Das Oberste Sondergericht
Der Oberste Sondergerichtshof ist kein „regelmäßiges“ und „ständiges“ Gericht, es tagt nur, wenn ein Fall seiner Zuständigkeit entsteht. Seine Aufgabe ist
- die Entscheidung von Streitigkeiten zwischen den Obersten Gerichten oder zwischen den Gerichten und der Verwaltung
- eine bindende Entscheidung zu treffen, wenn widersprüchliche Entscheidungen der Obersten Gerichte über die wahre Bedeutung oder die Verfassungsmäßigkeit einer gesetzlichen Bestimmung erlassen werden.
- die Entscheidung über Anfechtungen des Ergebnisses der Parlamentswahlen.
Folglich ist es das einzige Gericht, das eine verfassungswidrige gesetzliche Bestimmung „unwirksam“ erklären kann und sie aus dem griechischen Rechtssystem tilgen kann, während die anderen Gerichte sie nur für den Einzelfall als „unanwendbar“ erklären können. Die Beschlüsse des Obersten Sondergerichts sind für alle Gerichte, einschließlich der Obersten Gerichte, verbindlich.

+ + + + +

* _Übungsaufgaben_
**a.** Beantworten Sie anhand des Textes über das Oberste Sondergericht diese Fragen:
(i) Wann tagt das Gericht?
(ii) Über welche Anfechtungen entscheidet es?
(iii) Wie können die anderen Gerichte eine verfassungswidrige gesetzliche Bestimmung erklären?
**b.** Führen Sie den Text über das Oberste Sondergericht im Anschluss an seinen letzten Satz weiter.
Die Daten stammen aus einer anderen Quelle als der Text über das Oberste Sondergericht.

* _Bereitgestellte Daten_
+ + + + +

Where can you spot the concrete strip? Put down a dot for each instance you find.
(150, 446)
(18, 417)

+ + + + +

* _Schriftliche Antworten_
**a.**
(i) Es tagt nur, wenn ein Fall seiner Zuständigkeit entsteht.
(ii) Es entscheidet über Anfechtungen des Ergebnisses der Parlamentswahlen.
(iii) Sie können sie nur für den Einzelfall als „unanwendbar“ erklären.

**b.**
Anfang 2006 unterbreitete Ministerpräsident Kostas Karamanlis Pläne für eine Verfassungsänderung, die die Gründung eines Obersten Verfassungsgerichts vorsahen, das das Obere Sondergericht ersetzen sollte. Dies führte zu einer intensiven Debatte über die Notwendigkeit eines Verfassungsgerichts.
Europarecht und Verfassung
Der Gerichtshof der Europäischen Gemeinschaften ist der Auffassung, dass das Recht der Europäischen Union den nationalen Gesetzen einschließlich der nationalen Verfassungen vorgeht. Dies gilt jedoch, wenn der Europäische Rat in bestimmten Bereichen ausdrücklich Gesetze erlassen hat, in denen die Vertragsbestimmungen die sekundären Rechtsvorschriften zur Förderung der ersteren vorsehen. Die griechischen Gerichte und vor allem der Staatsrat haben es vermieden, zum Vorrang des EU-Rechts über die Verfassung Stellung zu nehmen.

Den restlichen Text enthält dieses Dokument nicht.